(Coordinate annotation entries)
________________________________________
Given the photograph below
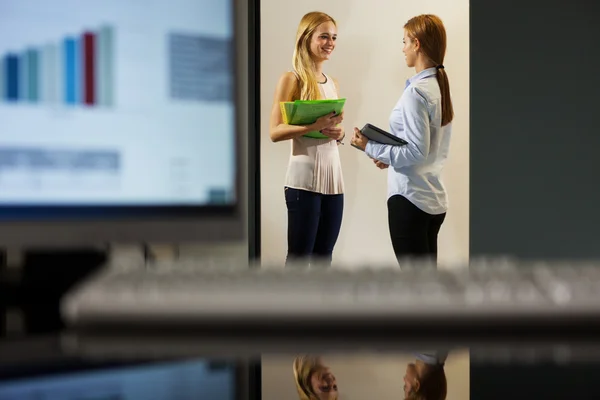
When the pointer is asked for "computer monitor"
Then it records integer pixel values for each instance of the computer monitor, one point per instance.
(122, 121)
(191, 379)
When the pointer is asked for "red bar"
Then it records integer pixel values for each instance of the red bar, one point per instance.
(89, 44)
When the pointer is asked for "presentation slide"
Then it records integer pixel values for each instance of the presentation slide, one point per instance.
(117, 103)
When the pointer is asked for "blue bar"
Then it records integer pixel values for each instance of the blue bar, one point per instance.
(33, 75)
(12, 77)
(70, 52)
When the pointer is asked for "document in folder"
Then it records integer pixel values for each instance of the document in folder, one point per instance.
(303, 112)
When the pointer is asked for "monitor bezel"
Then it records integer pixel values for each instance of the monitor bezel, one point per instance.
(76, 226)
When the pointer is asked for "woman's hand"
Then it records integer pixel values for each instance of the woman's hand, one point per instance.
(327, 121)
(359, 140)
(379, 164)
(335, 132)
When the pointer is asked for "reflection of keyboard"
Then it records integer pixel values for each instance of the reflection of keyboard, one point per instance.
(183, 292)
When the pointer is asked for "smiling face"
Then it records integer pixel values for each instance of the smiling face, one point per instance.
(323, 41)
(410, 50)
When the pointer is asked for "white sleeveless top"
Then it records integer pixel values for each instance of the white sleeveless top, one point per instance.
(315, 163)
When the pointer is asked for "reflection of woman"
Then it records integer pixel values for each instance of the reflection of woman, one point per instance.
(423, 116)
(425, 379)
(314, 380)
(314, 184)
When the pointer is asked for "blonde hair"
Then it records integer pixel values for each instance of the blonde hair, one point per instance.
(429, 30)
(304, 368)
(302, 61)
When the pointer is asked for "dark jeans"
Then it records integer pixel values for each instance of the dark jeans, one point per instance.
(413, 232)
(314, 222)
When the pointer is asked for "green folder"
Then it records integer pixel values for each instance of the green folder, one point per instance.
(304, 112)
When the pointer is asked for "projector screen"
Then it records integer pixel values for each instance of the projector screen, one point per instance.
(117, 103)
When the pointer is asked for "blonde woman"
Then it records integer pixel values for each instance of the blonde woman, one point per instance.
(314, 380)
(314, 185)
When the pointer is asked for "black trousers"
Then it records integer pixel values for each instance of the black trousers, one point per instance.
(314, 222)
(413, 232)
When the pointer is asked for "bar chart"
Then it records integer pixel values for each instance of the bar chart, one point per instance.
(77, 70)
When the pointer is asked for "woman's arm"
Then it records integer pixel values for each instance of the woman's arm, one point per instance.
(283, 92)
(413, 117)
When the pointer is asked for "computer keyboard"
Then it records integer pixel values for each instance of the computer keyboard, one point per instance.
(196, 291)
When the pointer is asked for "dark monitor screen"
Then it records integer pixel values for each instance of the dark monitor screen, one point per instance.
(198, 379)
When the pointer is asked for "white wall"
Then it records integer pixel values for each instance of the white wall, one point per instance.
(363, 376)
(370, 68)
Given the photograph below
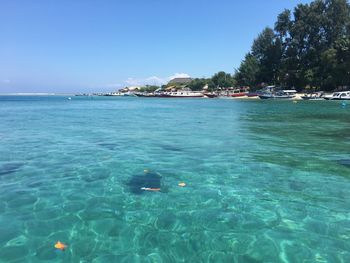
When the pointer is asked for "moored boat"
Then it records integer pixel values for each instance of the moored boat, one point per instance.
(341, 95)
(313, 96)
(283, 94)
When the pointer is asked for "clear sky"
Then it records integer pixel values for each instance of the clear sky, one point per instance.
(102, 45)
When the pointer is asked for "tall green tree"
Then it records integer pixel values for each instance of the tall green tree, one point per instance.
(223, 80)
(246, 75)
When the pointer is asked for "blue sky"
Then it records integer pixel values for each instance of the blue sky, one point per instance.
(84, 46)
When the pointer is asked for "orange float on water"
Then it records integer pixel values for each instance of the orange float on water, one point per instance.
(59, 245)
(150, 189)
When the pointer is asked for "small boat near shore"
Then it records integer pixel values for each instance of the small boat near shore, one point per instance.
(172, 94)
(283, 94)
(341, 95)
(313, 96)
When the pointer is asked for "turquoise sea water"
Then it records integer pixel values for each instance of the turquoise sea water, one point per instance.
(267, 181)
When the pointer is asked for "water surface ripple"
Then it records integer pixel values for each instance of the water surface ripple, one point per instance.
(267, 181)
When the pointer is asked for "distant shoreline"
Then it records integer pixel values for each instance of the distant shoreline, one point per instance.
(36, 94)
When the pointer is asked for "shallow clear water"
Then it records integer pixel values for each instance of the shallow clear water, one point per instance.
(267, 181)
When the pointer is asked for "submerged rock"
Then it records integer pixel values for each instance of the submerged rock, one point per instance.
(151, 180)
(345, 162)
(9, 168)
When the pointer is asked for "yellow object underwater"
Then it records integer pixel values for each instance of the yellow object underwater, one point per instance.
(60, 245)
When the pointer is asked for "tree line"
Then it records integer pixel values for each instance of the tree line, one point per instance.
(308, 48)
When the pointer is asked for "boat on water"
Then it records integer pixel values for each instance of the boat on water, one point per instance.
(210, 95)
(341, 95)
(182, 94)
(313, 96)
(172, 94)
(283, 94)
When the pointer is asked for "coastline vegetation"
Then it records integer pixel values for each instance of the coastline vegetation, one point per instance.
(308, 50)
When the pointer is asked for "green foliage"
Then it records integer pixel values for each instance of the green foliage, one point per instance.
(149, 88)
(247, 72)
(199, 84)
(309, 47)
(223, 80)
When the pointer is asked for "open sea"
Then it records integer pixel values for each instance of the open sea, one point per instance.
(266, 181)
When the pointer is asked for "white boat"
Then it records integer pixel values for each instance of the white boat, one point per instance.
(284, 94)
(182, 94)
(341, 95)
(313, 96)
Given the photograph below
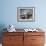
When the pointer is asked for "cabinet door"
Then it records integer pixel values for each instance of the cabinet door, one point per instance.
(13, 40)
(27, 40)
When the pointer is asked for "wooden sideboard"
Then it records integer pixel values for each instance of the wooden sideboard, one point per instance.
(23, 39)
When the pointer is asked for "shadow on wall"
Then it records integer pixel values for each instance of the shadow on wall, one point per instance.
(2, 26)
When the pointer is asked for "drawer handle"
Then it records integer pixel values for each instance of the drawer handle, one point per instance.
(33, 39)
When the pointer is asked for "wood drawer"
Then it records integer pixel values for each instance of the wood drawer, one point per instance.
(11, 39)
(33, 33)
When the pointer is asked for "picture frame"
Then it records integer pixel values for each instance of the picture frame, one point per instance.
(26, 14)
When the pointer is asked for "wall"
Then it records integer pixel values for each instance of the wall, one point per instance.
(9, 13)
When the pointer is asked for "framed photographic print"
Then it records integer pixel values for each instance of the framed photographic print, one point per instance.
(25, 14)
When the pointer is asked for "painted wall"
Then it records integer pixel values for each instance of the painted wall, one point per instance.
(8, 13)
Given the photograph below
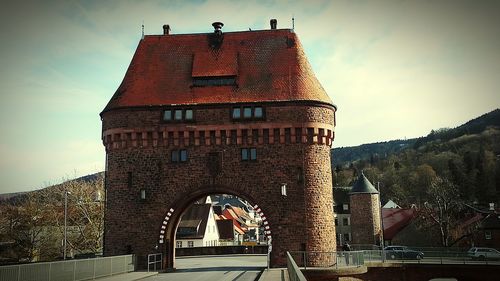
________________________________________
Pick out and copy every line of the data that contains the string "object". Letter case is significant.

When the pointer is asked for "yellow object underwater"
Then it records integer pixel values for each instance of the yellow object underwater, one point per instance.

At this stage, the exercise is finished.